Stated exercise 1 >> Gather every line in the records below that contains the string "wheel", copying each such line in full. Case counts, so a line matches only if its capitalization is the same.

Text section >>

Photo credit to Archibaldholtzhausen.com.
I've watched and read the fallout from the New York Times recent article now for over a week. And I agree, the initial story paints a disturbing picture. But it isn't the only picture; there is always another side to the story. Not all facts fit the narrative, and there are frequently as many perspectives as there are people involved.
We all value different things in our work. Some people value being a member of a team that is driving to accomplish a goal. Others value being able to leave every day at 5PM to pick their kids up. Others value the opportunity to learn and grow news skills. What we value changes with time, with the commitments we hold outside our professions, with how much debt we've racked up, with the state of our health. One size does not fit all. There is no magic bullet, or perfect company culture that is replicable across all organizations.
These conflicting mental models and antidotal evidence exist side by side in almost every company; due to the values, perspectives and expectations each individual bring to the game. The smaller the company, the less disparity we are likely to see, so it's no wonder there is a big disparity at Amazon. Is it true that Amazon could improve its company culture? Almost certainly. I'm unaware of any company that has a perfect culture. Is it also true that no one is being forced by law to work at Amazon? Yes, and I'd add that if you ever find yourself crying at your desk, it's time to look for a new job - whether you are working at Amazon or for yourself.

Stated exercise 2 >> Transcribe the passage of the Amazon culture essay above that opens with the words containing "These conflicting mental" and closes with "or for yourself.".

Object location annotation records
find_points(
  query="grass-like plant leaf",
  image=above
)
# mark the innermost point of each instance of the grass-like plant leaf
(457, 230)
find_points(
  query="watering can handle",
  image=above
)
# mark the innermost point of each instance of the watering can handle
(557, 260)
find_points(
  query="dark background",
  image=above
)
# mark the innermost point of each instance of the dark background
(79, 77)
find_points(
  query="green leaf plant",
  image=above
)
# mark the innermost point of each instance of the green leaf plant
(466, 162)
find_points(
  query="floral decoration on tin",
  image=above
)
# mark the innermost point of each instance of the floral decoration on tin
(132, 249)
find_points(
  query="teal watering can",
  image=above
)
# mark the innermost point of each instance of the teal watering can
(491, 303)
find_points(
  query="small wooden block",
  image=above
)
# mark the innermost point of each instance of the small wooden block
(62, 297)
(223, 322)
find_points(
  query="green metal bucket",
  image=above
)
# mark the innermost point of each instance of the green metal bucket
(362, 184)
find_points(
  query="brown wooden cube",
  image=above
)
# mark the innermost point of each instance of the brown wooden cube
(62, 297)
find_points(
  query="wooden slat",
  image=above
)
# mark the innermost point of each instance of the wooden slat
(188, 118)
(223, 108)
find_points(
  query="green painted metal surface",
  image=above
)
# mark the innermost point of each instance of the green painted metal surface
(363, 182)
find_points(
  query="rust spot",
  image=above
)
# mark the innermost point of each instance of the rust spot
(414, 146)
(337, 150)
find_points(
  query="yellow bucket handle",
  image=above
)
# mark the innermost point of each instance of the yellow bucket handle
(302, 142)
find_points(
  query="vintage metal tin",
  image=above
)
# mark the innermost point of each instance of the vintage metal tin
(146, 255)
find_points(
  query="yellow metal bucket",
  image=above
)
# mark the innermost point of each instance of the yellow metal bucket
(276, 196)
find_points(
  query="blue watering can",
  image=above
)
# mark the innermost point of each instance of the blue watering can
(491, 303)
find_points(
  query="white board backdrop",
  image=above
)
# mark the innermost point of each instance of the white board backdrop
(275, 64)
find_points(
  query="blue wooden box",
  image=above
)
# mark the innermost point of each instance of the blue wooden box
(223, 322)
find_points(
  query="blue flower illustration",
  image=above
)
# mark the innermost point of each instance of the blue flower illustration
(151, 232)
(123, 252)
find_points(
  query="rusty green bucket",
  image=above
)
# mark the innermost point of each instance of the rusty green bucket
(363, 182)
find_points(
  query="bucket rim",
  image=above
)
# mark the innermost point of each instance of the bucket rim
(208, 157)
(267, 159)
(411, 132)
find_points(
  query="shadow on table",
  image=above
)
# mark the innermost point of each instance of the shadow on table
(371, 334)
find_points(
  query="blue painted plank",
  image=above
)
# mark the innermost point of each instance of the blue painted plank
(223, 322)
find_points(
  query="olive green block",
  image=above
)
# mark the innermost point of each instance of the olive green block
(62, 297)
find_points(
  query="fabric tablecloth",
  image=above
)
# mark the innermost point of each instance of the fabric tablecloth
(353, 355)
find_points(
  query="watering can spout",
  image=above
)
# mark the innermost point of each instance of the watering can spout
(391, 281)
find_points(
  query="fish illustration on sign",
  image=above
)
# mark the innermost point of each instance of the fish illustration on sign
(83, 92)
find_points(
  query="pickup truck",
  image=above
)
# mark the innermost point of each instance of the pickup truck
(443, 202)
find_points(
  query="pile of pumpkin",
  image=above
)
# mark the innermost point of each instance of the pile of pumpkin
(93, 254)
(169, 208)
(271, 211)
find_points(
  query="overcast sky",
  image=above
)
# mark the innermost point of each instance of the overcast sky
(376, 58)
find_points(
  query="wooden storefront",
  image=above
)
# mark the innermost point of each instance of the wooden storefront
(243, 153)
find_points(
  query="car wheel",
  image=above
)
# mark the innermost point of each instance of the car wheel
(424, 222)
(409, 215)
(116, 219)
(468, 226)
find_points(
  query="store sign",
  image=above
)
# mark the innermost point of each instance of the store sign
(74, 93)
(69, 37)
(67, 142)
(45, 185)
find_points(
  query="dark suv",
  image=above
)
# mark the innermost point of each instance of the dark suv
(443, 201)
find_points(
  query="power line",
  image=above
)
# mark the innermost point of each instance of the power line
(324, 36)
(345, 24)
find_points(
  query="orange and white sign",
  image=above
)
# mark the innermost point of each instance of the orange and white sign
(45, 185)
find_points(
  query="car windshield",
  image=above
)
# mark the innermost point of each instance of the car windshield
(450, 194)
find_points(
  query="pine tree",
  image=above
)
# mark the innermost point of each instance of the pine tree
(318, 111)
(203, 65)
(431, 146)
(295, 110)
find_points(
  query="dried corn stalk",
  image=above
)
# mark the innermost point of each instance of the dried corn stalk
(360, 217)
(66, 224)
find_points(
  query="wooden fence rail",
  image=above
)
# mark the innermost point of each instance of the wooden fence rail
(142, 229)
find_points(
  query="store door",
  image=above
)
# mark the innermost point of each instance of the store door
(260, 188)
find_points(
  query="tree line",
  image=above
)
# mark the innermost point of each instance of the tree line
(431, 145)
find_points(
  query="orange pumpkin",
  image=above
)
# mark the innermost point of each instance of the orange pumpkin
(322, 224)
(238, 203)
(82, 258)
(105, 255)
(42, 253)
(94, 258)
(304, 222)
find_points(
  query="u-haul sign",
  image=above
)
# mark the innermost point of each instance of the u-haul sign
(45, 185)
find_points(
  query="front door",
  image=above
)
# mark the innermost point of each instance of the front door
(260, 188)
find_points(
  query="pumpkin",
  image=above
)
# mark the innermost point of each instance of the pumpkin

Task solution 1 >>
  query="car wheel",
# mark the innermost point of each instance of the car wheel

Task solution 2 >>
These conflicting mental models and antidotal evidence exist side by side in almost every company; due to the values, perspectives and expectations each individual bring to the game. The smaller the company, the less disparity we are likely to see, so it's no wonder there is a big disparity at Amazon. Is it true that Amazon could improve its company culture? Almost certainly. I'm unaware of any company that has a perfect culture. Is it also true that no one is being forced by law to work at Amazon? Yes, and I'd add that if you ever find yourself crying at your desk, it's time to look for a new job - whether you are working at Amazon or for yourself.